PARTS OF THE EXERCISE:
A - From the design notes, transcribe the passage that begins at the words "2. Comparison and" and ends after the words "gate constructors directly.".
B - Answer these questions using the design notes.
(i) How many families would need migrating if the refactor were done after Gamma?
(ii) What type do all new distributions return when they enter through the constructor pattern?
(iii) What is the default value of the optional prov uuid argument taken by the polymorphic dispatchers?
BEGIN PASSAGE TO READ
Doing the refactor after Gamma would mean migrating five families instead of four, with the same end state.

Cost. A mechanical translation of existing switch blocks into virtual method bodies, plus the closure-rule and comparator registries lifted out of HybridEvaluator.cpp and the relevant AnalyticEvaluator.cpp paths. No new functionality, no changes to the gate ABI or the on-disk text encoding. The hardest design choices are the shape of the Support value and the boundary between Distribution methods and registry-held pairwise rules — both are internal and revisable.


Cross-cutting UI design principles

The branch’s existing grammar is good. Extensions should preserve it.

  1. Same constructor pattern. All new distributions enter as provsql.<name>(params) returning random_variable. No surface change to insert statements, joins, or aggregations.
  2. Comparison and arithmetic stay infix. gate_cmp rewriting and gate_arith construction happen at plan time. Users never write gate constructors directly.
  3. Polymorphic dispatchers grow uniformly. expected, variance, moment, central_moment, support, and the new quantile, entropy, kl, mutual_information all take an optional prov uuid DEFAULT gate_one(). Conditioning is always a parameter or a gate_conditioned wrap, never a separate function.
END PASSAGE TO READ
BEGIN RECORDS PROVIDED
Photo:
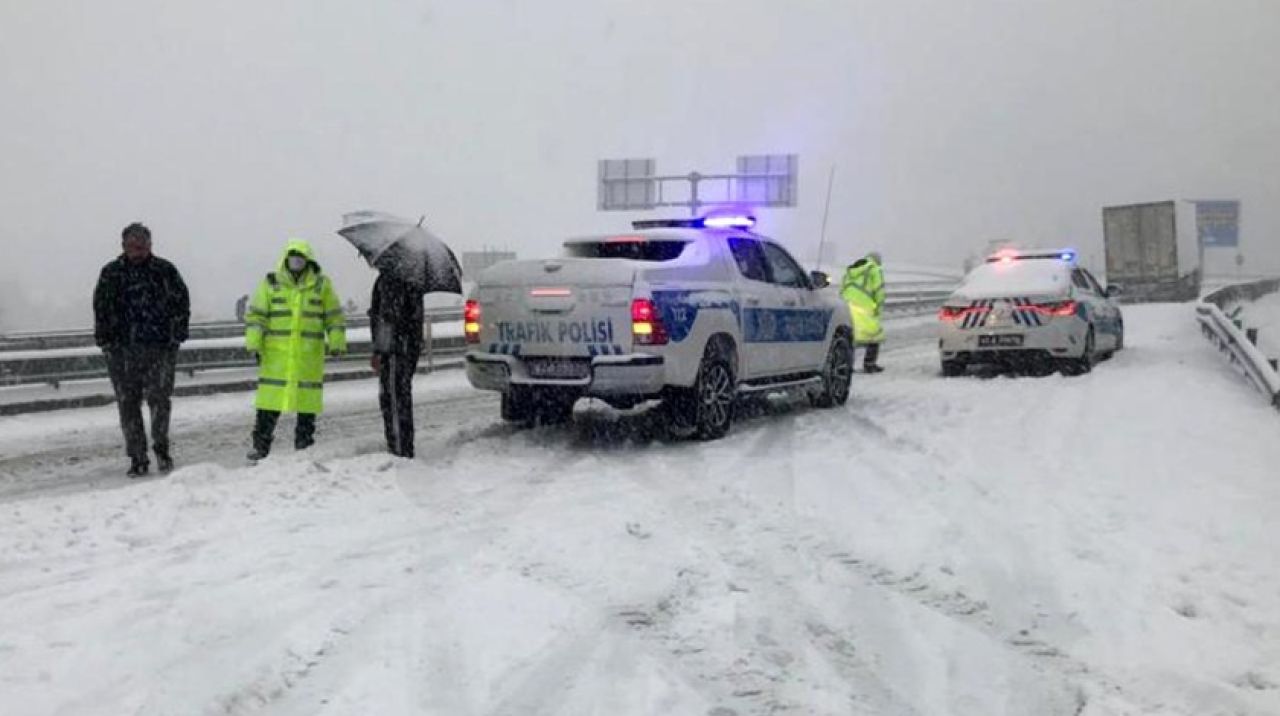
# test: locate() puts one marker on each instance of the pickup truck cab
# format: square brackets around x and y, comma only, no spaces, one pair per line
[694,313]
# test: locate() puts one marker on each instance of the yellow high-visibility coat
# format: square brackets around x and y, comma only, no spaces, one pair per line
[291,324]
[863,288]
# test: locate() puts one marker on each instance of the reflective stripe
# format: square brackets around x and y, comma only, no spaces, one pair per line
[312,334]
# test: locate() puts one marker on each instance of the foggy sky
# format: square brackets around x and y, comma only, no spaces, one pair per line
[229,127]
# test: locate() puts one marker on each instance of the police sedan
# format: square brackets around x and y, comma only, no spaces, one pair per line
[1029,309]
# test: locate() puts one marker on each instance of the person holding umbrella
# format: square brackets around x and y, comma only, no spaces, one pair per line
[293,319]
[411,263]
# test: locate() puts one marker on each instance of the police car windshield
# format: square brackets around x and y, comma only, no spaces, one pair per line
[634,249]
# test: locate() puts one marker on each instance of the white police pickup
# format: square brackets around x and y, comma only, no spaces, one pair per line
[690,311]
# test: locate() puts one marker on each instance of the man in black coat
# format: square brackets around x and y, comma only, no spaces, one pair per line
[396,322]
[141,314]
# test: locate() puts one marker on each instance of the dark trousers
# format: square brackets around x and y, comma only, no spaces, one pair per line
[871,354]
[396,397]
[264,431]
[142,373]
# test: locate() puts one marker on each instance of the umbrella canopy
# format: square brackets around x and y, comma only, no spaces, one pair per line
[405,249]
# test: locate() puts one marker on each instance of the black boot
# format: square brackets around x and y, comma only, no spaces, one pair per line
[305,432]
[869,359]
[138,468]
[264,429]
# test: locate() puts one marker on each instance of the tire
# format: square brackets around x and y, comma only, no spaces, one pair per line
[837,373]
[705,410]
[954,368]
[1083,364]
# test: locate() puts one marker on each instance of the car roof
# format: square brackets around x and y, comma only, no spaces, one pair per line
[1020,277]
[676,233]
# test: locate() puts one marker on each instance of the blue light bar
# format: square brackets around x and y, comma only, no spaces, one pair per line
[717,222]
[728,222]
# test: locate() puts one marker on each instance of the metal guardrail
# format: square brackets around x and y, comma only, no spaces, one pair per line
[55,369]
[83,337]
[1232,338]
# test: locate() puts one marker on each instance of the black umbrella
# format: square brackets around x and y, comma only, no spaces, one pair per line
[405,249]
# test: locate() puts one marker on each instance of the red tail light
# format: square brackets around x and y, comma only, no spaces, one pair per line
[647,327]
[951,313]
[471,320]
[1056,309]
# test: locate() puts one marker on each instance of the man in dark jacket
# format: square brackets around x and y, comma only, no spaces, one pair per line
[396,322]
[141,313]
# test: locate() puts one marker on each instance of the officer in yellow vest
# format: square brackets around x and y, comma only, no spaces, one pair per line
[863,288]
[293,319]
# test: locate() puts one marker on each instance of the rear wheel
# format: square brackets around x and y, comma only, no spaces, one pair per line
[837,373]
[954,368]
[707,409]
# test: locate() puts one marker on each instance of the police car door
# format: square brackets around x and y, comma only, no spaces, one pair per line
[801,319]
[759,302]
[1107,319]
[1093,311]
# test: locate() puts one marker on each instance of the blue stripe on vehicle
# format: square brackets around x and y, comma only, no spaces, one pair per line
[785,325]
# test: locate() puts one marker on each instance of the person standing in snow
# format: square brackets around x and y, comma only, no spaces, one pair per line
[396,320]
[141,317]
[293,319]
[863,288]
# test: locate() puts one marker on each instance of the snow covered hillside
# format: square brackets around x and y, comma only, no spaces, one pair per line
[1092,546]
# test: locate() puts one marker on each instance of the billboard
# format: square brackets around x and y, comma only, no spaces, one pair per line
[767,179]
[626,185]
[1217,223]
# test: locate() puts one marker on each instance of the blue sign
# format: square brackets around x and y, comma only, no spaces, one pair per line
[1217,223]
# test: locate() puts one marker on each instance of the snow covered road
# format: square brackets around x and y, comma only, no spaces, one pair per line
[1096,545]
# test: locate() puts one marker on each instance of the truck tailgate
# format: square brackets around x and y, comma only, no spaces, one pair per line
[557,309]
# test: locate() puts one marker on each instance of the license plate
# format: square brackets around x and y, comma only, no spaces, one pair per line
[1006,341]
[558,368]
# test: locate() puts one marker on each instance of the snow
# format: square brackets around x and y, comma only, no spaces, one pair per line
[1028,277]
[1096,546]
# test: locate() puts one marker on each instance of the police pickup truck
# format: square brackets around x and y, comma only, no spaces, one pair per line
[694,313]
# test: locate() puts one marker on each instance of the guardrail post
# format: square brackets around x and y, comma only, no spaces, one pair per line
[430,346]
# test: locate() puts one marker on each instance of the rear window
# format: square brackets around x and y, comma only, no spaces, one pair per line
[645,250]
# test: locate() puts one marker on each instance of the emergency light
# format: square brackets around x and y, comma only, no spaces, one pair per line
[713,222]
[728,222]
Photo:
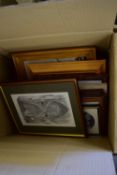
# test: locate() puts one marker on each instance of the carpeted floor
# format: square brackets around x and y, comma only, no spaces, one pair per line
[28,155]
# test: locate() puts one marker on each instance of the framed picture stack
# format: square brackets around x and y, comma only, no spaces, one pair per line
[58,92]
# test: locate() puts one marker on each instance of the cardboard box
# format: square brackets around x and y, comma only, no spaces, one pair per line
[58,24]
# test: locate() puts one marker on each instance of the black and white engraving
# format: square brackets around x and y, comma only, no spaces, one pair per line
[44,109]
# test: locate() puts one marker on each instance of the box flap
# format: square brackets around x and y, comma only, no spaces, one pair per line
[51,20]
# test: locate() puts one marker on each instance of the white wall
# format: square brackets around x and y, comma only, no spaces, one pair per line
[113,94]
[55,24]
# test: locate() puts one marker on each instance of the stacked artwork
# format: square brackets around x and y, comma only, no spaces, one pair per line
[68,101]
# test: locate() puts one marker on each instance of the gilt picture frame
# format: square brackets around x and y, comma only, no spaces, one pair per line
[45,108]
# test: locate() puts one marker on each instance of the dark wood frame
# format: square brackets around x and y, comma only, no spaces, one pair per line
[69,86]
[99,96]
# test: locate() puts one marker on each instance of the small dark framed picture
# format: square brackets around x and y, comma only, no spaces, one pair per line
[92,115]
[97,97]
[46,107]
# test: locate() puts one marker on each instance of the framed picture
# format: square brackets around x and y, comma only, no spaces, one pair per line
[47,107]
[98,98]
[22,59]
[92,118]
[84,67]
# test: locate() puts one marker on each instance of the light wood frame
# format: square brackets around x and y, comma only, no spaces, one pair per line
[84,67]
[22,59]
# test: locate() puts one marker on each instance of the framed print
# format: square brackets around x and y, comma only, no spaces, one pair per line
[92,115]
[22,59]
[84,67]
[48,107]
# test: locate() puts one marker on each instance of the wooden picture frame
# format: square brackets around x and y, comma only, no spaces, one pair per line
[84,67]
[22,59]
[46,108]
[92,118]
[97,97]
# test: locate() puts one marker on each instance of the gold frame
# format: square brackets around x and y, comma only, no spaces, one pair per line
[19,58]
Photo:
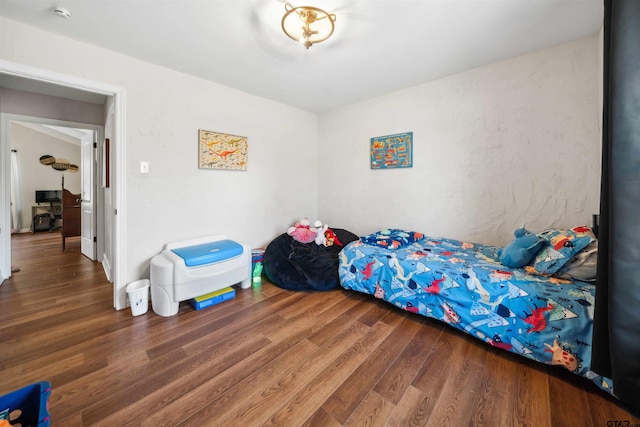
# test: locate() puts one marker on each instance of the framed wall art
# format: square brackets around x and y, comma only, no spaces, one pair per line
[392,151]
[221,151]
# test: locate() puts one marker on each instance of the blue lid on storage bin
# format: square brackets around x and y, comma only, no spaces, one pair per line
[208,253]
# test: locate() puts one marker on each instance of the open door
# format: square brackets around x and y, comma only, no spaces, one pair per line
[87,203]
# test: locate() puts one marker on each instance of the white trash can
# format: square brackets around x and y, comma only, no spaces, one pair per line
[138,293]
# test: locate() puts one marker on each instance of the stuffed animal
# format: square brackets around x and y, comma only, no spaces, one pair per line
[321,238]
[302,231]
[519,252]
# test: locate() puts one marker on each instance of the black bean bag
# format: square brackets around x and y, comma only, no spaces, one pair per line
[297,266]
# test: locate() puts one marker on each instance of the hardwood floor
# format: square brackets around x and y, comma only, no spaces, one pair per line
[267,357]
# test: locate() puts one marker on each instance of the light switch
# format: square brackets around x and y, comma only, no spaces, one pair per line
[144,167]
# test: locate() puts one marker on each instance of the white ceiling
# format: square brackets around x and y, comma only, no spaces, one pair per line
[378,46]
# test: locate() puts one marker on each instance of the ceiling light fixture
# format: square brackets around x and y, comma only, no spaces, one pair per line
[307,24]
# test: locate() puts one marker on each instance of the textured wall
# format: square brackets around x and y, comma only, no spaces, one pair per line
[515,142]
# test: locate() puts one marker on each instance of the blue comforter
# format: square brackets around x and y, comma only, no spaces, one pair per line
[545,319]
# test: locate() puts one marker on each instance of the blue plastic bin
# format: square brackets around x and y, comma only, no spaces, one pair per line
[31,402]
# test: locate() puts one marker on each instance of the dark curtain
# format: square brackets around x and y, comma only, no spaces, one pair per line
[616,349]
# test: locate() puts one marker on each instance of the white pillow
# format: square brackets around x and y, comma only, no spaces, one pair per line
[583,265]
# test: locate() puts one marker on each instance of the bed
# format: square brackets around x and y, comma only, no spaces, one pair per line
[546,317]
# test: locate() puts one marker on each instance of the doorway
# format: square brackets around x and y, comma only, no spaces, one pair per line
[49,157]
[113,212]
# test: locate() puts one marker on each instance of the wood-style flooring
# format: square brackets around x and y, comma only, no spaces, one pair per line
[267,357]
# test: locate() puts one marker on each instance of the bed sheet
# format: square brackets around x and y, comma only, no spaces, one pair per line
[463,284]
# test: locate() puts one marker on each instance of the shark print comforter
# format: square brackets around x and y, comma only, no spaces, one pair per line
[463,284]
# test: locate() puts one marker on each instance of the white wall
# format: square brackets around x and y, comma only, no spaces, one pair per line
[515,142]
[164,111]
[30,145]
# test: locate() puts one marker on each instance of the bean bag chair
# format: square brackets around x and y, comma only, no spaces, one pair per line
[297,266]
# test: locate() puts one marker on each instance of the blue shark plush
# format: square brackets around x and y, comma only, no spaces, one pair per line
[520,251]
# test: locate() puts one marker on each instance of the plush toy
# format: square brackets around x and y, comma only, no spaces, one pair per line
[332,238]
[302,231]
[519,252]
[321,239]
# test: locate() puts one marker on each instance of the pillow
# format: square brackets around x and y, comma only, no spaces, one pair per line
[392,238]
[583,265]
[560,246]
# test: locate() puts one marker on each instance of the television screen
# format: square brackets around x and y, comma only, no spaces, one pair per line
[48,196]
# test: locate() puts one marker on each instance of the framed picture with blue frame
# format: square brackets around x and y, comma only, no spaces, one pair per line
[392,151]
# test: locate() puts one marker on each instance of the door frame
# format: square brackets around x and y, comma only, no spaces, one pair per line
[115,220]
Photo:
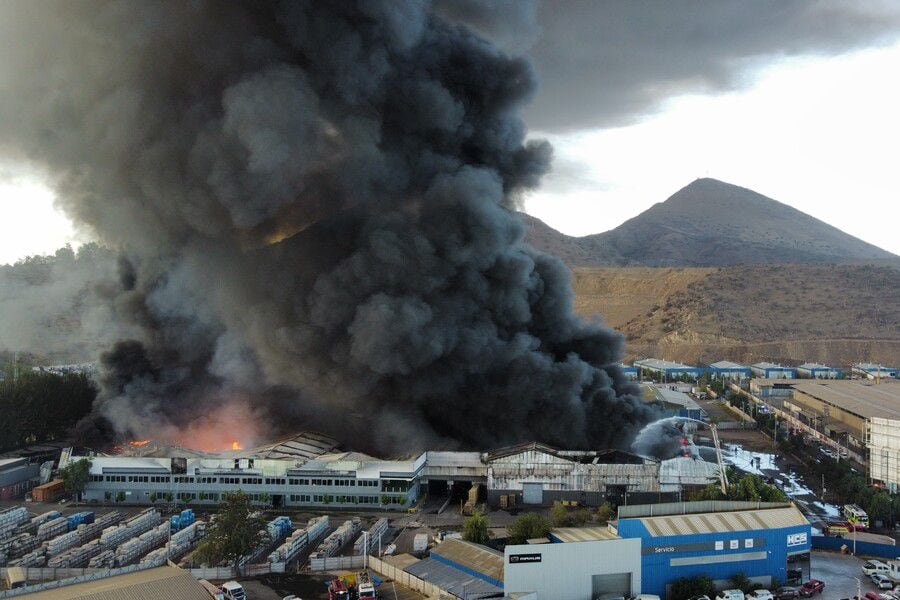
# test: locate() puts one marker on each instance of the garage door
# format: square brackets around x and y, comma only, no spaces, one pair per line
[533,493]
[613,584]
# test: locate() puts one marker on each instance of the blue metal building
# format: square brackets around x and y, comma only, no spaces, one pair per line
[667,368]
[630,372]
[817,371]
[728,370]
[768,542]
[773,371]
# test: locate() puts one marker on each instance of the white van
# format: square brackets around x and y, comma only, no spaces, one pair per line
[233,591]
[876,566]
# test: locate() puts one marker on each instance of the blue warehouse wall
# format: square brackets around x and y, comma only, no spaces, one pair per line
[757,553]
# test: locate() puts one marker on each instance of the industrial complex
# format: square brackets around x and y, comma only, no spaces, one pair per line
[307,471]
[859,418]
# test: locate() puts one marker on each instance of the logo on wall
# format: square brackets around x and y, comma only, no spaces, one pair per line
[520,558]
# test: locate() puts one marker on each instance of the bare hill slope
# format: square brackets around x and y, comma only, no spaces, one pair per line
[835,314]
[711,223]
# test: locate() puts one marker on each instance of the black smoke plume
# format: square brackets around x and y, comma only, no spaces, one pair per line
[314,202]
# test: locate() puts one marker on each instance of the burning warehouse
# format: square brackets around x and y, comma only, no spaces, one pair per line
[309,470]
[536,474]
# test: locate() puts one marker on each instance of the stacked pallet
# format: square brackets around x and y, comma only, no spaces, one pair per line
[105,560]
[52,528]
[369,540]
[180,544]
[135,548]
[77,557]
[300,540]
[332,544]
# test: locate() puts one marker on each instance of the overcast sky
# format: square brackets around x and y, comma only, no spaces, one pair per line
[794,100]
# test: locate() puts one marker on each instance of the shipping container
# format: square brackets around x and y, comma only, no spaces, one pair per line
[49,492]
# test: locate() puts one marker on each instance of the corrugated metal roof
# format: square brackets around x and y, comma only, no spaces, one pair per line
[474,556]
[687,471]
[453,580]
[582,534]
[749,520]
[148,584]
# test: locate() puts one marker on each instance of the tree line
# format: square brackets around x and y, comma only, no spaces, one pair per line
[42,407]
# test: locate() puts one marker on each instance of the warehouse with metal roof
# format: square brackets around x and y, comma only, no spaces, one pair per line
[667,368]
[725,369]
[462,568]
[769,542]
[144,584]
END RECORDS PROVIDED
OUTPUTS IN ORDER:
A -
2. Comparison and arithmetic stay infix. gate_cmp rewriting and gate_arith construction happen at plan time. Users never write gate constructors directly.

B -
(i) Five.
(ii) random_variable.
(iii) gate_one().